> **Problem description**
Pull every line containing the word "jacket" from the records.

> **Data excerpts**
:::::
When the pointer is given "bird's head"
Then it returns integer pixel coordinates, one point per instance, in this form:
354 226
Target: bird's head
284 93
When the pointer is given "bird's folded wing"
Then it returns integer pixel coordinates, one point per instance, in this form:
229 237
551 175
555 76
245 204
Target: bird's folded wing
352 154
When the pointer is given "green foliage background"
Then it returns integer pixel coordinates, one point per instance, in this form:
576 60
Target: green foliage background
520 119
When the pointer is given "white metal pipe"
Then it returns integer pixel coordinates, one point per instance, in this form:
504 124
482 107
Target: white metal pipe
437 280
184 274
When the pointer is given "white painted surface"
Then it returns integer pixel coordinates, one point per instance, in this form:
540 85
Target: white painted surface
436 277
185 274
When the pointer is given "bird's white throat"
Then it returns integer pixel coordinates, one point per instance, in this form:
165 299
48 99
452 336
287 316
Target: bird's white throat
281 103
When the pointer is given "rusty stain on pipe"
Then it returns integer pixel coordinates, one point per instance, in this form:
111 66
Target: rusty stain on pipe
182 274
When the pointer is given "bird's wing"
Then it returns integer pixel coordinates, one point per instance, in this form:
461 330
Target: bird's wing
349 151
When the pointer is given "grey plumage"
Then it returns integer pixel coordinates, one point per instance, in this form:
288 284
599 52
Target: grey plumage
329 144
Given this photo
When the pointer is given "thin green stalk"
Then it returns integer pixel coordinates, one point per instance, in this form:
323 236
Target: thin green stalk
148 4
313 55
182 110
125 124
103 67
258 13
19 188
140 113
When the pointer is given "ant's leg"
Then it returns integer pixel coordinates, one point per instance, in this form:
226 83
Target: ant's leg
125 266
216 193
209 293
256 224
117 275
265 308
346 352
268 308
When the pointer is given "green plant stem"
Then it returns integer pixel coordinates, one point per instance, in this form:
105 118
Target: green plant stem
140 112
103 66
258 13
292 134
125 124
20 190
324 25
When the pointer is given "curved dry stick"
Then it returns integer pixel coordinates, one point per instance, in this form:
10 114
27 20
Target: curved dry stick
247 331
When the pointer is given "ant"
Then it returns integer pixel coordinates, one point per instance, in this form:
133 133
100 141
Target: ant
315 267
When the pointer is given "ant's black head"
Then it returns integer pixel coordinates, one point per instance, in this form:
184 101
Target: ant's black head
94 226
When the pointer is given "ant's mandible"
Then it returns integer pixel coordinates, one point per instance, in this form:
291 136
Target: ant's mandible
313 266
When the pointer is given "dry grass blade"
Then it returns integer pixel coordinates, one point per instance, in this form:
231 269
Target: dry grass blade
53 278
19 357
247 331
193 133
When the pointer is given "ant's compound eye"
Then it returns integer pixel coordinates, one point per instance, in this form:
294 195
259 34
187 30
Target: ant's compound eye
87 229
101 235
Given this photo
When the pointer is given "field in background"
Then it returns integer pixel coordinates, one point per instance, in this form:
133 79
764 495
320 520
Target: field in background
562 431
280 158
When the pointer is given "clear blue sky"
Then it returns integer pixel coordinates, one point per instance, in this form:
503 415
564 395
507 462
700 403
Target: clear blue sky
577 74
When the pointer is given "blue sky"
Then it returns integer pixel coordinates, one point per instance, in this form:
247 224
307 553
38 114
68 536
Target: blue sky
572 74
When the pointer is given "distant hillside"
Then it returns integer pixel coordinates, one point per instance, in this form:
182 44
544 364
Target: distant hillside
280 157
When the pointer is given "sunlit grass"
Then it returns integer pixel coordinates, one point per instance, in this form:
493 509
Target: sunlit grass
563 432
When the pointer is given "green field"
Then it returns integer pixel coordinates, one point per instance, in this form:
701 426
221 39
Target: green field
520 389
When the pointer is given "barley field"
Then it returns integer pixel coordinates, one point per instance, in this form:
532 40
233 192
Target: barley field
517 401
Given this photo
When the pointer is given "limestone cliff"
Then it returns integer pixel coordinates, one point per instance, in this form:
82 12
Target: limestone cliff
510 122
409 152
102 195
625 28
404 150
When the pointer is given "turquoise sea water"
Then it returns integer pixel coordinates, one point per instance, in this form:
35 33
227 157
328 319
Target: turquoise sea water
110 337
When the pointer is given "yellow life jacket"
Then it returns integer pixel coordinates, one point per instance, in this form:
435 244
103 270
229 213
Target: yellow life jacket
:::::
> **Result for this exercise**
When the pointer is given "yellow life jacket"
Target: yellow life jacket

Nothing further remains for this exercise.